Goal:
Please output the data below line for line, leaving out the pictures.

[Entries from a dataset]
★ ★ ★ ★ ★

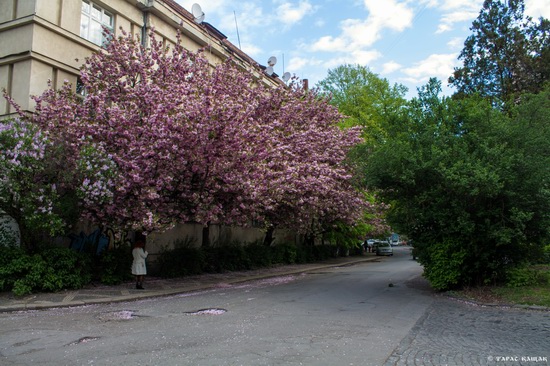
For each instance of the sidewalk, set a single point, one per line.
(155, 287)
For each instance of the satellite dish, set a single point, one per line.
(198, 14)
(272, 61)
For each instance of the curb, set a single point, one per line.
(495, 305)
(171, 292)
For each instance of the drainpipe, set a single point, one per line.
(144, 27)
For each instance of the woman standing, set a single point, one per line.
(138, 266)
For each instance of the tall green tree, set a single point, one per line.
(506, 54)
(364, 97)
(469, 183)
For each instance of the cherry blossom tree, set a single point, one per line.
(162, 137)
(305, 179)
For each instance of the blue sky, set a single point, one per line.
(406, 42)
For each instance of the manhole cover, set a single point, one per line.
(213, 311)
(118, 315)
(83, 340)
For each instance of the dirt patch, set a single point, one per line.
(484, 295)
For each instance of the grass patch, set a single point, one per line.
(528, 295)
(536, 292)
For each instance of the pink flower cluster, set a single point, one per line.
(163, 137)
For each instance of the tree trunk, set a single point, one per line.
(268, 240)
(206, 236)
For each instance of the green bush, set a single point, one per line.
(181, 261)
(525, 276)
(115, 265)
(50, 269)
(259, 255)
(284, 254)
(443, 264)
(231, 257)
(67, 269)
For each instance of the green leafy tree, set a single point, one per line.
(468, 183)
(506, 54)
(364, 97)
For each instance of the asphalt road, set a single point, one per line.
(376, 313)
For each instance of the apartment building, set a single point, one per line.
(43, 40)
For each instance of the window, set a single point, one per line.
(80, 88)
(92, 21)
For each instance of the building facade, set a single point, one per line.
(43, 40)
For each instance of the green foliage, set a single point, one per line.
(523, 276)
(51, 269)
(8, 236)
(184, 260)
(364, 97)
(35, 179)
(460, 171)
(232, 257)
(259, 255)
(284, 254)
(114, 265)
(443, 265)
(507, 53)
(181, 261)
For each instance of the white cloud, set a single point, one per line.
(436, 65)
(456, 43)
(289, 13)
(358, 34)
(537, 8)
(457, 11)
(390, 67)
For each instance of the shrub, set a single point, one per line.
(232, 257)
(443, 265)
(65, 269)
(181, 261)
(525, 276)
(284, 254)
(259, 255)
(50, 269)
(115, 265)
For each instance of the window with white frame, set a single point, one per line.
(92, 21)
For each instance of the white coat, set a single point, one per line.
(138, 266)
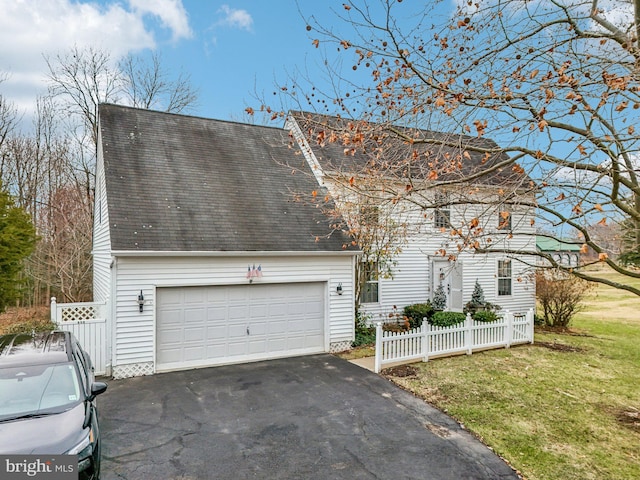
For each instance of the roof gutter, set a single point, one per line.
(165, 253)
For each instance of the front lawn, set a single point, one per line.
(567, 407)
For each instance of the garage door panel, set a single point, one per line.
(222, 324)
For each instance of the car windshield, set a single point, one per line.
(37, 390)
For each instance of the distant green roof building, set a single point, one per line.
(564, 253)
(546, 244)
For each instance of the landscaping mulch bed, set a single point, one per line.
(401, 371)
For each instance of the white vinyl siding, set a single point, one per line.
(101, 249)
(412, 276)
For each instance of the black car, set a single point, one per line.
(47, 399)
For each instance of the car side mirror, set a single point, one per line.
(97, 388)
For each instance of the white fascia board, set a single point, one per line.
(165, 253)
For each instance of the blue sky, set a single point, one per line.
(230, 48)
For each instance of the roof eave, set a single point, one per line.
(167, 253)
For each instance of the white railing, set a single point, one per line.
(88, 322)
(428, 341)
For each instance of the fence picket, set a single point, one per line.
(425, 341)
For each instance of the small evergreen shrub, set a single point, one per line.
(365, 333)
(446, 319)
(478, 304)
(485, 316)
(439, 301)
(416, 312)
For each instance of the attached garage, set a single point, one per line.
(213, 325)
(206, 250)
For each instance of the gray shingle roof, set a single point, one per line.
(178, 183)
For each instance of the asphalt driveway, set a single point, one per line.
(315, 417)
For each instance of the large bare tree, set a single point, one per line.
(556, 83)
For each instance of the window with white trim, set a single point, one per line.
(442, 214)
(504, 277)
(504, 220)
(370, 290)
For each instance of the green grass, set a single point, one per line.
(553, 409)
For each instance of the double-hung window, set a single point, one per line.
(504, 277)
(370, 289)
(442, 214)
(504, 220)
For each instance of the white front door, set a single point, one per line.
(449, 274)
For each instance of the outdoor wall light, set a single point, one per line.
(141, 301)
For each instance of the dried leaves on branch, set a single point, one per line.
(555, 85)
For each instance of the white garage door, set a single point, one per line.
(198, 326)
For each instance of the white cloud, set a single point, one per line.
(171, 13)
(33, 29)
(236, 18)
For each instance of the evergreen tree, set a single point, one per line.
(439, 301)
(477, 297)
(17, 241)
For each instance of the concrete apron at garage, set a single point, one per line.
(313, 417)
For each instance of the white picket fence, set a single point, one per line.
(88, 322)
(428, 341)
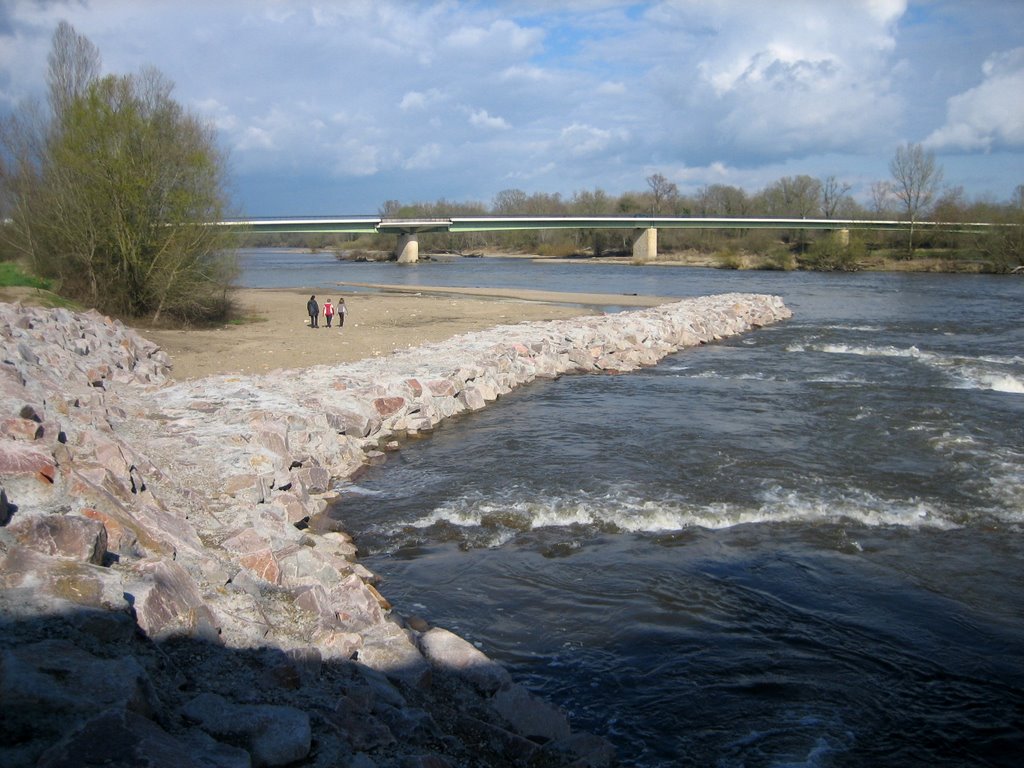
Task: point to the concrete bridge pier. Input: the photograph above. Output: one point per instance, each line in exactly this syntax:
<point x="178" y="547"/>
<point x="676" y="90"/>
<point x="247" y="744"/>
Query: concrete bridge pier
<point x="409" y="249"/>
<point x="645" y="245"/>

★ ★ ★ ★ ★

Task output:
For each instance of the sidewalk, set a single point, one per line.
(155, 287)
For each instance of the satellite dish, set a single point, one per line.
(198, 14)
(272, 61)
For each instance of the curb, set a single point, one per line.
(495, 305)
(171, 292)
For each instance of the drainpipe, set a single point, one per line.
(144, 27)
For each instance of the woman standing, set a single point, one per line.
(138, 266)
For each instance of the tall green tree, set a single point, one per line.
(506, 54)
(364, 97)
(469, 183)
For each instance of the cherry blossom tree, set a single point, one per line.
(162, 137)
(305, 179)
For each instance of the blue sky, set a single point, one per line.
(406, 42)
For each instance of the manhole cover, set a single point, one per line.
(213, 311)
(118, 315)
(83, 340)
For each instance of the dirt patch, set a single point, one per line.
(484, 295)
For each instance of the grass patch, set a single point, one per line.
(528, 295)
(536, 292)
For each instance of the pink flower cluster, set a single point, one per line.
(163, 137)
For each instance of the tree trunk, set a single point, one per line.
(268, 240)
(206, 236)
For each instance of the green bush, set a single point, one per line.
(181, 261)
(525, 276)
(115, 265)
(50, 269)
(259, 255)
(284, 254)
(443, 264)
(231, 257)
(67, 269)
For each instance of the green leafy tree, set a single point, one per line.
(468, 183)
(506, 54)
(364, 97)
For each instance of the asphalt road, set a single point, one per line.
(376, 313)
For each instance of the apartment building, set a single point, one per line.
(43, 40)
For each instance of the window, set a single point, one per line.
(80, 88)
(92, 21)
For each instance of the building facade, set a single point, one per line.
(43, 40)
For each instance of the green foliage, set a single point, one per line.
(523, 276)
(51, 269)
(8, 236)
(184, 260)
(364, 97)
(35, 179)
(460, 171)
(232, 257)
(259, 255)
(284, 254)
(114, 265)
(443, 265)
(507, 53)
(181, 261)
For each instance of the white cloud, set a single point, one per line.
(436, 65)
(456, 43)
(289, 13)
(358, 34)
(537, 8)
(457, 11)
(390, 67)
For each instance of the shrub, set a single point, one per line.
(232, 257)
(443, 265)
(65, 269)
(181, 261)
(525, 276)
(284, 254)
(259, 255)
(50, 269)
(115, 265)
For each instance of the window with white frame, set a single point, one per line.
(92, 21)
For each instance of the white coat, set a single point, one per line.
(138, 266)
For each instance of the roof gutter, set a single point, one per line.
(165, 253)
For each instance of the front lawn, set a single point, one per line.
(567, 407)
For each instance of the garage door panel, set a single point, one per line.
(222, 324)
For each instance of the car windshield, set a single point, one per line.
(37, 390)
For each instance of the distant green roof building, set a single point, one per line.
(564, 253)
(546, 244)
For each instance of the landscaping mulch bed, set a single point, one per line.
(401, 371)
For each instance of the white vinyl siding, set a single point, one per line.
(101, 249)
(412, 276)
For each instance of the black car, set a single point, one per line.
(47, 399)
For each instance of the car side mirror, set a single point, one per line.
(97, 388)
For each instance of the white fascia board, set a single point, one per line.
(165, 253)
For each instance of the blue sky, set a single point, one per line.
(230, 48)
For each instance of the roof eave, set a single point, one per line.
(167, 253)
For each instance of the white railing, set a single point, one per line.
(88, 322)
(428, 341)
For each instance of the fence picket, set a single point, one per line.
(425, 341)
For each instance of the small evergreen shrub, set a single point, one per line.
(365, 333)
(446, 319)
(478, 304)
(485, 316)
(439, 301)
(416, 312)
For each instance of the attached garage, set a single point, one per line.
(213, 325)
(206, 250)
For each instance of the gray shingle roof, set a single point, one per line.
(178, 183)
For each instance of the asphalt driveway, set a single point, one per line.
(315, 417)
For each instance of the large bare tree, set a single point, one per line.
(556, 83)
For each instance of the window with white trim, set a single point, one per line.
(442, 214)
(504, 277)
(504, 220)
(370, 290)
For each instance of the green grass, set a single point, one per line.
(553, 409)
For each instance of the double-hung window, set a single point, one per line.
(504, 277)
(370, 289)
(442, 214)
(504, 220)
For each instance of the white front door, set a single point, one per line.
(449, 274)
For each instance of the outdoor wall light, set a single point, one per line.
(141, 301)
For each instance of the dried leaves on branch, set a single point, one per line.
(555, 85)
For each instance of the white garage door, set a single point, one per line.
(198, 326)
For each instance of the white cloud, set a single point, one per line.
(171, 13)
(33, 29)
(236, 18)
For each instance of the evergreen tree, set a single point, one per line.
(439, 301)
(477, 297)
(17, 241)
For each instance of the concrete apron at garage, set a single point, one per line.
(313, 417)
For each instance of the white picket fence, set a single point, one per line.
(88, 322)
(428, 341)
Task: point to the concrete bridge pier. Input: the photograph above. Output: one point per instance, each line in exactly this syntax:
<point x="178" y="547"/>
<point x="676" y="90"/>
<point x="247" y="744"/>
Query: concrete bridge pier
<point x="409" y="249"/>
<point x="645" y="245"/>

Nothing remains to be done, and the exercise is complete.